Exercise text.

This skill provides multi-source observability triage for production incidents. It audits Sentry, Vercel logs, health endpoints, and GitHub CI/CD, then drives an investigate -> fix -> PR -> postmortem workflow. Use it to rapidly surface, diagnose, and remediate high-priority production problems.

How this skill works

The skill runs a parallel production audit (Sentry unresolved issues, Vercel error streams, /api/health checks, and failed GitHub workflow runs) and ranks findings by priority. For a selected issue it creates a fix branch, loads stack traces and related files, checks git history, and produces an investigation summary and hypothesis. For CI failures it inspects run logs, identifies the failed step, and proposes targeted fixes. After changes, it helps run tests, open a PR with a standard template, and generate postmortems once the fix is deployed.

When to use it

  • Routine production audit or on-call shift start
  • Investigating a Sentry issue affecting users or spike in errors
  • Responding to failing GitHub CI/CD runs that block deploys
  • Validating health endpoint failures or unexplained latency
  • After a user report that appears in logs or error tracking

Best practices

  • Run the /triage audit at the start of shifts and after deploys
  • Investigate top-priority Sentry issues first (highest score and user impact)
  • Create descriptive fix branches: fix/ISSUE-ID-short-description
  • Run tests locally before creating the PR; include test plan in PR body
  • Use delegation (Codex, Thinktank, Gemini) for complex stack traces or hypotheses

Example use cases

  • Run /triage to get a snapshot of production health and recommendations
  • /triage investigate VOL-456 to deep dive a Sentry error impacting users
  • /triage investigate-ci 12345 to inspect a failed GH Actions run and produce a fix branch
  • /triage fix to run tests and open a PR for verified local fixes
  • /triage postmortem VOL-456 after deployment to generate the postmortem and resolve the Sentry issue

FAQ

What does the initial /triage audit include?

It queries unresolved Sentry issues, recent Vercel logs, health endpoint responses, and recent failed GitHub workflow runs, then ranks findings with recommendations.

When should I create a postmortem?

Create a postmortem after the fix is merged and deployed, once you verify the error is no longer occurring in Sentry; the skill generates a document and resolves the issue.

[Saved data entries]

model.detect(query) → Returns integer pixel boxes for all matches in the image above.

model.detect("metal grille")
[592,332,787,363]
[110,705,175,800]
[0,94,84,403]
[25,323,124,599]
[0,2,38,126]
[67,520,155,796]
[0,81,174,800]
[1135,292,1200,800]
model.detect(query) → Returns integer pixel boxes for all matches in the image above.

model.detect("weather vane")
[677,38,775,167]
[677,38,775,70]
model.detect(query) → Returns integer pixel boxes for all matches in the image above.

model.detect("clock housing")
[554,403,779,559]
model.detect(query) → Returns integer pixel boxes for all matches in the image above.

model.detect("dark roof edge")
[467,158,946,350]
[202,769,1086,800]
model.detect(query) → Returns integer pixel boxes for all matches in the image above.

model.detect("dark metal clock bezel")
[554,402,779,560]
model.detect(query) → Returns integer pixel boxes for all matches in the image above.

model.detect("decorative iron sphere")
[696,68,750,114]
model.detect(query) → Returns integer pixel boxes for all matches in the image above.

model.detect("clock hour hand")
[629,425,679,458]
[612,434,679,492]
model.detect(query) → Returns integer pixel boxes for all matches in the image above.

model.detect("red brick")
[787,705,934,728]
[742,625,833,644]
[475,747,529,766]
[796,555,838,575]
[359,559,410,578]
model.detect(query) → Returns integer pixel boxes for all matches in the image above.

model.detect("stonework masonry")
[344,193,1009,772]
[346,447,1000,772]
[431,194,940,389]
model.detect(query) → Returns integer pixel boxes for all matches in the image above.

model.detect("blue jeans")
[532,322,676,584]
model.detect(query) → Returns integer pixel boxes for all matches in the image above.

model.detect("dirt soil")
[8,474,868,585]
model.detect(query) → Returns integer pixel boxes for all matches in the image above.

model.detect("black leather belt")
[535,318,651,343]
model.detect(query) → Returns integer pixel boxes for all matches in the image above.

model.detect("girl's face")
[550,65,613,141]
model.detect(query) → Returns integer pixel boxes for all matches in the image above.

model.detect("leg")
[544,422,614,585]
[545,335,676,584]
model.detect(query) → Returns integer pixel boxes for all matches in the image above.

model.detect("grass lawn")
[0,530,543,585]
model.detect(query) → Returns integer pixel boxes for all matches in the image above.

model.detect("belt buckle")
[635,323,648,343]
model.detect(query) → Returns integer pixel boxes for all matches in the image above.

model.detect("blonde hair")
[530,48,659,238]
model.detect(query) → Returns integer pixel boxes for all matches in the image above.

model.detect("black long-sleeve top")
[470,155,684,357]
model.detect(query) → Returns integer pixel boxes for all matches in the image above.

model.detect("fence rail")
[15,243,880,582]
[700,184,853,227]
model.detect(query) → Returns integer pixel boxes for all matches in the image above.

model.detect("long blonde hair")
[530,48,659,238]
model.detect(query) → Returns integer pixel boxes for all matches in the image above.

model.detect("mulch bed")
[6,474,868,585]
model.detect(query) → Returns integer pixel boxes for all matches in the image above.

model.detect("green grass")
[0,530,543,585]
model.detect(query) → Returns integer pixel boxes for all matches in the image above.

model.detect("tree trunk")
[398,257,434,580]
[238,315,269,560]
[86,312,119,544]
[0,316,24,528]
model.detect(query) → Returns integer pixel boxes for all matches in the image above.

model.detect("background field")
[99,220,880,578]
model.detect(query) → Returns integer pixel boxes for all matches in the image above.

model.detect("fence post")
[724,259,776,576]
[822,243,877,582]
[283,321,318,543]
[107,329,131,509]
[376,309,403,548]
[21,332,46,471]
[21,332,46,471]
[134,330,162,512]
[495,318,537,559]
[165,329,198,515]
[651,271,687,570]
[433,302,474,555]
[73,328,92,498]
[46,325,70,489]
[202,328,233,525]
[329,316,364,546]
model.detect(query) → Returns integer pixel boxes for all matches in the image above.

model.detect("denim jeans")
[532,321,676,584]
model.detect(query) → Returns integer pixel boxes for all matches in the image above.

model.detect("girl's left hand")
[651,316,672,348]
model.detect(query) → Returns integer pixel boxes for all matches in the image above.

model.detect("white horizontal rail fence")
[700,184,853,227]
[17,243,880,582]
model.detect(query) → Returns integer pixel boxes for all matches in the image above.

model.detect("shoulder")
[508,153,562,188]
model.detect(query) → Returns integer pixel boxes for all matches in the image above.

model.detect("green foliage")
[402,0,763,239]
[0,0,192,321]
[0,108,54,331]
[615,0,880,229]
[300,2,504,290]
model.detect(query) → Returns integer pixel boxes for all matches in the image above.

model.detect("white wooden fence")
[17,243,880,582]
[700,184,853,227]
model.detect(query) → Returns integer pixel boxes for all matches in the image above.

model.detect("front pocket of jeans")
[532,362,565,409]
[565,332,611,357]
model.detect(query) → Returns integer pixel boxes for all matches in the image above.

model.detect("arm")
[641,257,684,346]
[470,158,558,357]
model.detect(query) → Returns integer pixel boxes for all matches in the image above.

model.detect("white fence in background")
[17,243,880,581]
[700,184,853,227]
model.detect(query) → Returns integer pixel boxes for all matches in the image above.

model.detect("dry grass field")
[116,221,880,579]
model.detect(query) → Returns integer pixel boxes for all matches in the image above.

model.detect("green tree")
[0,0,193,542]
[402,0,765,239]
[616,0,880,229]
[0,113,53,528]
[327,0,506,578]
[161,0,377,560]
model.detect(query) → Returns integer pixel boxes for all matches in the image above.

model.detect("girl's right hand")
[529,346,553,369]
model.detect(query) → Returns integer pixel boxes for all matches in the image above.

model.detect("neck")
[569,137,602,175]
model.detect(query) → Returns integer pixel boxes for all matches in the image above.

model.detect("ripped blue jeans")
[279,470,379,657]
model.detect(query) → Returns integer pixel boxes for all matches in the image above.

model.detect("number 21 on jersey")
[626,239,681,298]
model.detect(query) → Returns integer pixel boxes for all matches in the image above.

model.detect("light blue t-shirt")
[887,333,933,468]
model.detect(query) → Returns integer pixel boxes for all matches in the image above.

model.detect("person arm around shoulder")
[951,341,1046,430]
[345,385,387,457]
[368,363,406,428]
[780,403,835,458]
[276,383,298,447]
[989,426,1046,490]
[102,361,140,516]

Work request 1.
Reproduce the passage of the production triage skill text from "This skill provides" up to and including "high-priority production problems.".
Work request 2.
In the production triage skill text, what naming format is recommended for fix branches?

Problem solution 1.
This skill provides multi-source observability triage for production incidents. It audits Sentry, Vercel logs, health endpoints, and GitHub CI/CD, then drives an investigate -> fix -> PR -> postmortem workflow. Use it to rapidly surface, diagnose, and remediate high-priority production problems.

Problem solution 2.
fix/ISSUE-ID-short-description